Please output the data exactly, without omitting anything.

━━━ Task input ━━━

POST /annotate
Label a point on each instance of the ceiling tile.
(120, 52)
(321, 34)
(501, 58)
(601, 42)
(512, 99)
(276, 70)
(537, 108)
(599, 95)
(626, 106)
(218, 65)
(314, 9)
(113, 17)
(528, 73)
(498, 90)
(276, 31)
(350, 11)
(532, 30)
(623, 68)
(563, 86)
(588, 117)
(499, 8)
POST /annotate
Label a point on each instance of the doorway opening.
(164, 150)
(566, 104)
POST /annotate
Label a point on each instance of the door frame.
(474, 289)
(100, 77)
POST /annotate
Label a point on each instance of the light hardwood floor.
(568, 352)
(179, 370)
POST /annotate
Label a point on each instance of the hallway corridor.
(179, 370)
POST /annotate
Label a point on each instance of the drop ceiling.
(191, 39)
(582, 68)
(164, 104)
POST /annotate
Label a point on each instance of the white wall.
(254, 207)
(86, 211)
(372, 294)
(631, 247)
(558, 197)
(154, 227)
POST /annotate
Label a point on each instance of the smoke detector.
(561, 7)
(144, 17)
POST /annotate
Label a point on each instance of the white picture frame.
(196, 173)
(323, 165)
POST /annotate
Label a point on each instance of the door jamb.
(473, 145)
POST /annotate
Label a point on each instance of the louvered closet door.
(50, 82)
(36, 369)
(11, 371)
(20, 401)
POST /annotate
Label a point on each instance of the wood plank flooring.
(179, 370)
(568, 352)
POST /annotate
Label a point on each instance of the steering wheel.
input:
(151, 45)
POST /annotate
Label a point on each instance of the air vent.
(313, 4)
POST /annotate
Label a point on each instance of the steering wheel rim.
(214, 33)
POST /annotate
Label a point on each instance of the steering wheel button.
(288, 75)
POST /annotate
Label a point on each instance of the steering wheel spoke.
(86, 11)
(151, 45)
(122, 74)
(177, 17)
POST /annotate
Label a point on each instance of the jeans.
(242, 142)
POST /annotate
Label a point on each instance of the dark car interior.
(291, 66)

━━━

• [Exercise answer]:
POST /annotate
Label a point on each instance of the ceiling tile.
(120, 52)
(321, 34)
(501, 58)
(601, 42)
(512, 99)
(276, 70)
(537, 108)
(599, 95)
(626, 106)
(218, 65)
(314, 9)
(113, 17)
(528, 73)
(498, 90)
(276, 31)
(350, 11)
(532, 30)
(623, 68)
(563, 86)
(588, 117)
(499, 8)
POST /annotate
Label a point on each instance of the doorway opening.
(164, 150)
(566, 104)
POST /annotate
Label a point on each instance of the door frame.
(474, 289)
(100, 77)
POST /annotate
Label a point on each instance of the light hardwood floor.
(568, 352)
(179, 370)
POST /annotate
Label a point on each instance of the hallway corridor.
(179, 370)
POST /annotate
Label a point on each instance of the drop ceiling.
(191, 39)
(582, 68)
(164, 104)
POST /annotate
Label a point on each instance of the white wall.
(254, 207)
(86, 211)
(372, 294)
(631, 247)
(558, 197)
(154, 227)
POST /annotate
Label a point on each instance of the smoke detector.
(561, 7)
(144, 17)
POST /annotate
Label a point on each instance of the white picture frame.
(196, 173)
(323, 165)
POST /annotate
Label a point on each instance of the door jamb.
(473, 145)
POST /annotate
Label a point on each instance of the louvered closet door.
(50, 82)
(36, 369)
(11, 371)
(20, 401)
POST /annotate
Label a point on each instance of the wood plank flooring.
(179, 370)
(568, 352)
POST /annotate
Label a point on each instance of the steering wheel.
input:
(151, 45)
POST /annotate
Label a point on each instance of the air vent.
(313, 4)
POST /annotate
Label a point on each instance of the steering wheel rim.
(214, 33)
POST /annotate
Label a point on each instance of the steering wheel button.
(288, 75)
POST /annotate
Label a point on each instance of the steering wheel spoke.
(86, 11)
(151, 45)
(122, 74)
(177, 17)
POST /annotate
Label a point on each instance of the jeans.
(242, 142)
POST /annotate
Label a point on each instance of the dark car interior.
(291, 66)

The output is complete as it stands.